• **Data**:
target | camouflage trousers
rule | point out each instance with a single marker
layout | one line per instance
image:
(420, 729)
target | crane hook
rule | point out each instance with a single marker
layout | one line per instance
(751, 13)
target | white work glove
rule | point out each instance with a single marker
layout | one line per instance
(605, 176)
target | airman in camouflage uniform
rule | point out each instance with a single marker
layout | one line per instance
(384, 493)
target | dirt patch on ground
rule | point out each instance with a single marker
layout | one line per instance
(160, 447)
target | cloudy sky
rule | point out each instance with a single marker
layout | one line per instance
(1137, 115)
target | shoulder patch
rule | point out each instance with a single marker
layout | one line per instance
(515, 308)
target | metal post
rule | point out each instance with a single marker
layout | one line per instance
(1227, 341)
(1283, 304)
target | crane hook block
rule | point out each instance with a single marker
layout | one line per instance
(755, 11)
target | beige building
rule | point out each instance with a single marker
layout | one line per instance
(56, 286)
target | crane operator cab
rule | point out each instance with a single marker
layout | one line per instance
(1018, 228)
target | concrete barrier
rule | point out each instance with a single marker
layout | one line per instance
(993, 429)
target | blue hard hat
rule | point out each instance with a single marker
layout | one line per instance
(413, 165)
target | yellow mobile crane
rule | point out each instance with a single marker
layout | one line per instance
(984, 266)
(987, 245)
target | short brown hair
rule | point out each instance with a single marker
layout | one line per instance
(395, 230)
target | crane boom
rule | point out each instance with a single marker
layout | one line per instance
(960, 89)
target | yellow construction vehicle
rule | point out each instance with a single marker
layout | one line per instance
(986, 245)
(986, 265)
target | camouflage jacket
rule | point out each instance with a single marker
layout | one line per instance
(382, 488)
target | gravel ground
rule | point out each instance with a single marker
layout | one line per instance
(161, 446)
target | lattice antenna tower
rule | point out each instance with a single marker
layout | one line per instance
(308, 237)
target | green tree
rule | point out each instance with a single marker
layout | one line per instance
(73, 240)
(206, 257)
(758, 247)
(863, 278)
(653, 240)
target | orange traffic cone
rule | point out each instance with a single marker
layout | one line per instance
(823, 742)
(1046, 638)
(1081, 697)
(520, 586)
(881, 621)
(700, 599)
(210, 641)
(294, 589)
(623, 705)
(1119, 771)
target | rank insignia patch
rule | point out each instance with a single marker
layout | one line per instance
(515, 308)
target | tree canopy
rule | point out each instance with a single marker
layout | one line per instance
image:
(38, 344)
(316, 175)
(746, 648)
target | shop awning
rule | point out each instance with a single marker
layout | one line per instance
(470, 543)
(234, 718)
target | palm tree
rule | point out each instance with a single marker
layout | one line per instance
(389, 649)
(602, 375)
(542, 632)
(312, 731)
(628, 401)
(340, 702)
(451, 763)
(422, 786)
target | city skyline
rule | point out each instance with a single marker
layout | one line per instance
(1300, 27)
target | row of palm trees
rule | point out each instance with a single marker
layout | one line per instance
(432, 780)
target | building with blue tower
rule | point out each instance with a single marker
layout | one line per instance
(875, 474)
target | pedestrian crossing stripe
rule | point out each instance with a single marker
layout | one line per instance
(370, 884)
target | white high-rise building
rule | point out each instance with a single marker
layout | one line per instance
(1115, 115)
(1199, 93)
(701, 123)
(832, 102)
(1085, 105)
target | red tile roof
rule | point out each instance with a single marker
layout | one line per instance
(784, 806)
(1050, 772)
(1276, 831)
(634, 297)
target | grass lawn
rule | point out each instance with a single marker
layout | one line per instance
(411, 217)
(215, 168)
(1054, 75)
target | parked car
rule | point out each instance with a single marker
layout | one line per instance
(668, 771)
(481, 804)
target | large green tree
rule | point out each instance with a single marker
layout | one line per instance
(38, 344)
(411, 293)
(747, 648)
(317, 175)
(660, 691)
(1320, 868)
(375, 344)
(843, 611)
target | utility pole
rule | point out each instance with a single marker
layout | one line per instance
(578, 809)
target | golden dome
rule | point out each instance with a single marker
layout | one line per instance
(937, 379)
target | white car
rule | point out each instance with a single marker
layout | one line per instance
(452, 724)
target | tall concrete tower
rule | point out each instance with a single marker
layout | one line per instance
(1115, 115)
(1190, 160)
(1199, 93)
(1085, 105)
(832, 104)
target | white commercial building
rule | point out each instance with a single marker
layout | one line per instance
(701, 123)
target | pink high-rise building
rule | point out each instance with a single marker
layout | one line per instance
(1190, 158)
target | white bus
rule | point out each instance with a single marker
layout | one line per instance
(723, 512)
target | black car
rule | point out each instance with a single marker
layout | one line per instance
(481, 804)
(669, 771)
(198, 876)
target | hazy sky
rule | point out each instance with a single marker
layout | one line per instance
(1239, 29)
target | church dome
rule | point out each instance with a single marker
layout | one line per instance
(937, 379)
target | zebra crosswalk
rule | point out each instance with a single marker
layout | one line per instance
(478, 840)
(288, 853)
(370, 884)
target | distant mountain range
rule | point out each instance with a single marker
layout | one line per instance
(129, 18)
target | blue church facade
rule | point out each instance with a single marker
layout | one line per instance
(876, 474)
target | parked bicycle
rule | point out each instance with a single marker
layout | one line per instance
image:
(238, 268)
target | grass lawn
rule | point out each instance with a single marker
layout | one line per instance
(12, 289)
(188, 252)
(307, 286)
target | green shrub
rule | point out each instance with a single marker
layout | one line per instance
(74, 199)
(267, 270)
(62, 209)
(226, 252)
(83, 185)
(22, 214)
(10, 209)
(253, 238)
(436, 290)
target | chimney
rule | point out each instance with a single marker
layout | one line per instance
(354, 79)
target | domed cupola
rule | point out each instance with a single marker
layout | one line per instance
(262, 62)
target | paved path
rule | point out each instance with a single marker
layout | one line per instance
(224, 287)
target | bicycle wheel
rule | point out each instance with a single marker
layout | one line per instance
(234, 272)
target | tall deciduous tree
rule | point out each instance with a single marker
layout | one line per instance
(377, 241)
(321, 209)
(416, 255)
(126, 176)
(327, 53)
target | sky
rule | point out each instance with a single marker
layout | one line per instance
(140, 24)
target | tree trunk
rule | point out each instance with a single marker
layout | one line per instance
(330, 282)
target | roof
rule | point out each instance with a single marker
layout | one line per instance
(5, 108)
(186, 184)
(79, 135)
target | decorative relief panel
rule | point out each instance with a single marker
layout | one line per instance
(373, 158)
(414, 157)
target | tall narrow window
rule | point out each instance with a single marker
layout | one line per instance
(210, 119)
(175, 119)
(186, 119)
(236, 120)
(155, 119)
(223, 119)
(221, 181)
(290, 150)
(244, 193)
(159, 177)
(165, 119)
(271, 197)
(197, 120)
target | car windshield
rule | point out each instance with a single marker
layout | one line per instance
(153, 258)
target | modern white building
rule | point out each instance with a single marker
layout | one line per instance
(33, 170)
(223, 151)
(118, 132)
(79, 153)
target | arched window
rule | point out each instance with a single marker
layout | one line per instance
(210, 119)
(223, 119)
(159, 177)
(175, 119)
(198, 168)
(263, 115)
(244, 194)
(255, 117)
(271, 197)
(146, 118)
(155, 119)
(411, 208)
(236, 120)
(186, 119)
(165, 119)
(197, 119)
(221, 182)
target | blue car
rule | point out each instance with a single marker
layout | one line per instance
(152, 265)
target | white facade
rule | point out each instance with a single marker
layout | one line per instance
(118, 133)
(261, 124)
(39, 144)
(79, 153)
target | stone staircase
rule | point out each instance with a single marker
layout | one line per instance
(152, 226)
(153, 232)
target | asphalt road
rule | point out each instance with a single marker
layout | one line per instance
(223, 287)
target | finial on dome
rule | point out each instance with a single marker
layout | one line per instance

• **Your instructions**: Could you reproduce all of the records above word for word, leaving out nothing?

• **Task solution**:
target | camouflage trousers
rule | point out each instance with a single marker
layout | one line per instance
image:
(420, 729)
target | crane hook
rule | point out each instance with a single marker
layout | one line per instance
(751, 13)
target | white work glove
rule | point out each instance with a single marker
layout | one line per instance
(605, 176)
target | airman in camouflage uniform
rule | point out each instance with a single marker
layout | one line per instance
(384, 493)
target | dirt patch on ground
rule | point out each instance with a single marker
layout | one line per instance
(160, 447)
target | cloudy sky
rule | point out each instance with a single marker
layout | one line per instance
(1137, 115)
target | shoulder patch
rule | point out each instance with a single marker
layout | one line per instance
(515, 308)
target | metal post
rule | point out each instance with a single marker
layout | one line per instance
(1227, 341)
(1283, 304)
target | crane hook block
rule | point out each instance with a single marker
layout | one line per instance
(755, 11)
target | beige building
rule | point out each instance with a single marker
layout | one line per instance
(56, 286)
target | crane operator cab
rule | point out each instance with a single marker
layout | one line per instance
(1018, 228)
target | concrete barrier
rule | point out each instance with a single marker
layout | one line per instance
(993, 429)
target | blue hard hat
rule | point out each instance with a single marker
layout | one line per instance
(413, 165)
target | yellow mobile crane
rule | point out each instance with a single marker
layout | one line per instance
(984, 266)
(987, 245)
target | short brown hair
rule | point out each instance with a single marker
layout | one line per instance
(395, 230)
target | crane boom
rule | point out each instance with a single marker
layout | one line per instance
(960, 89)
target | yellow construction vehicle
rule | point out each instance with a single marker
layout | one line per instance
(986, 245)
(986, 265)
target | camouflage jacket
rule | point out each instance with a single marker
layout | one line per instance
(382, 488)
target | gravel ground
rule | point out each instance with a single marker
layout | one line per instance
(161, 446)
target | lattice antenna tower
rule | point out each instance with a single marker
layout | one line per instance
(308, 237)
target | green tree
rule | point out each instance with a single marker
layout | one line per instance
(73, 240)
(206, 257)
(758, 247)
(863, 278)
(653, 240)
target | orange traffic cone
rule | point out each instance with a single marker
layout | one line per instance
(823, 742)
(1046, 638)
(1081, 697)
(520, 586)
(881, 621)
(700, 599)
(210, 641)
(294, 589)
(623, 705)
(1119, 771)
target | rank insignia patch
rule | point out each instance with a single marker
layout | one line per instance
(515, 308)
target | tree canopy
rule | point out each instance with a single marker
layout | one line per instance
image:
(38, 344)
(316, 175)
(746, 648)
target | shop awning
rule | point out each instance with a single marker
layout | one line per instance
(470, 543)
(234, 718)
target | palm tree
rule | point out each instance with a single marker
layout | one line per instance
(389, 649)
(602, 375)
(542, 632)
(312, 731)
(628, 401)
(340, 702)
(451, 763)
(422, 786)
target | city skyline
rule | point out each instance with a single marker
layout | one line per instance
(1300, 27)
target | row of palm trees
rule | point out each instance with a single marker
layout | one line per instance
(432, 780)
target | building with blue tower
rule | point out each instance with a single marker
layout | one line per instance
(875, 474)
target | pedestrian crossing stripe
rule | point out each instance with a single marker
layout | one line per instance
(370, 884)
target | white high-rise building
rule | point out each instance with a single marker
layout | one line per instance
(1115, 115)
(1199, 93)
(701, 123)
(832, 102)
(1085, 105)
target | red tile roof
rule | point out each instance with a single marker
layout | one line per instance
(784, 806)
(1050, 772)
(1276, 831)
(634, 297)
target | grass lawn
rule | point out each instance with a single marker
layout | one line per instance
(411, 217)
(215, 168)
(1054, 75)
target | parked car
rule | point out each instance with a single marker
layout | one line per instance
(668, 771)
(481, 804)
target | large green tree
rule | point out each instance with a single marker
layout | one line per instance
(38, 344)
(411, 293)
(747, 648)
(317, 175)
(660, 691)
(1320, 868)
(375, 344)
(843, 611)
target | utility pole
rule | point out each instance with a single marker
layout | one line per instance
(578, 809)
target | golden dome
rule | point out each instance with a single marker
layout | one line per instance
(937, 379)
target | white car
rule | point out each instance with a single marker
layout | one line per instance
(452, 724)
target | tall concrete tower
rule | point out each instance with a single marker
layout | one line per instance
(1115, 115)
(1190, 160)
(1199, 93)
(1085, 105)
(832, 104)
target | white commercial building
rule | point out each instance with a single marker
layout | one line per instance
(701, 123)
target | pink high-rise building
rule | point out each instance with a single marker
layout | one line per instance
(1190, 158)
target | white bus
rule | point out each instance with a single marker
layout | one line per instance
(723, 512)
target | black car
rule | point out each instance with a single marker
layout | one line per instance
(481, 804)
(669, 771)
(198, 876)
target | hazy sky
rule | point out each instance with a single marker
layout | one line per instance
(1239, 29)
target | church dome
rule | point out each instance with a single marker
layout | one line per instance
(937, 379)
target | zebra crosswalk
rule | point out each instance with a single marker
layout | one line per instance
(478, 840)
(288, 853)
(370, 884)
target | distant mountain range
rule | point out each instance with a single marker
layout | one line per instance
(129, 18)
target | blue church facade
rule | point out each instance with a single marker
layout | one line per instance
(876, 474)
target | parked bicycle
rule | point out each instance with a single marker
layout | one line per instance
image:
(238, 268)
target | grass lawn
rule | point out each instance with a single marker
layout | one line per instance
(12, 289)
(188, 252)
(307, 286)
target | green shrub
rule | point out each instance with a single marker
layout | one line per instance
(74, 199)
(267, 270)
(62, 209)
(226, 252)
(83, 185)
(22, 214)
(10, 209)
(253, 238)
(436, 290)
target | chimney
rule | point out each instance with a single marker
layout | one line per instance
(354, 79)
target | domed cupola
rule | point out each instance with a single marker
layout | one line per instance
(262, 62)
target | paved path
rule | point out each instance with a single marker
layout | one line per instance
(224, 287)
target | bicycle wheel
rule | point out each instance with a single marker
layout | one line per instance
(234, 272)
target | tall deciduous tree
rule | point out each instance with a single marker
layout | one line per instance
(377, 241)
(321, 209)
(416, 255)
(126, 176)
(327, 53)
target | sky
rule | point out each instance with a single marker
layout | one line per instance
(140, 24)
target | tree trunk
rule | point out each instance with a single marker
layout | one line per instance
(330, 282)
target | roof
rule | point out each instance with a single marker
layout | one line per instance
(5, 108)
(186, 184)
(79, 135)
target | decorative relief panel
rule | point out each instance with a single marker
layout | one line per instance
(373, 158)
(414, 157)
target | tall narrow window
rule | point out each instance with a single marker
layout | one line per instance
(210, 119)
(175, 119)
(186, 119)
(236, 120)
(155, 119)
(223, 119)
(221, 181)
(290, 150)
(244, 193)
(159, 177)
(165, 119)
(271, 197)
(197, 120)
target | car windshield
rule | point out each instance with a single marker
layout | one line per instance
(153, 258)
target | modern white building
rule | point out each instance with a single marker
layout | one line per instance
(33, 170)
(223, 151)
(118, 132)
(79, 153)
target | arched window
rule | point out each instance with a single marker
layout | one line per instance
(210, 119)
(223, 119)
(159, 177)
(175, 119)
(198, 168)
(263, 115)
(244, 194)
(255, 117)
(271, 197)
(146, 118)
(155, 119)
(411, 208)
(236, 120)
(186, 119)
(165, 119)
(197, 119)
(221, 182)
target | blue car
rule | point out each instance with a single marker
layout | one line per instance
(152, 265)
target | white facade
rule | point out each instance with a single marker
layout | one line per instance
(118, 133)
(261, 124)
(39, 144)
(79, 153)
target | stone staircase
rule | point out each instance with a single marker
layout | one line per instance
(152, 226)
(153, 232)
target | asphalt road
rule | point out each instance with a single marker
layout | one line per instance
(223, 287)
target | finial on dome
rule | point out each instance with a single marker
layout | one line per instance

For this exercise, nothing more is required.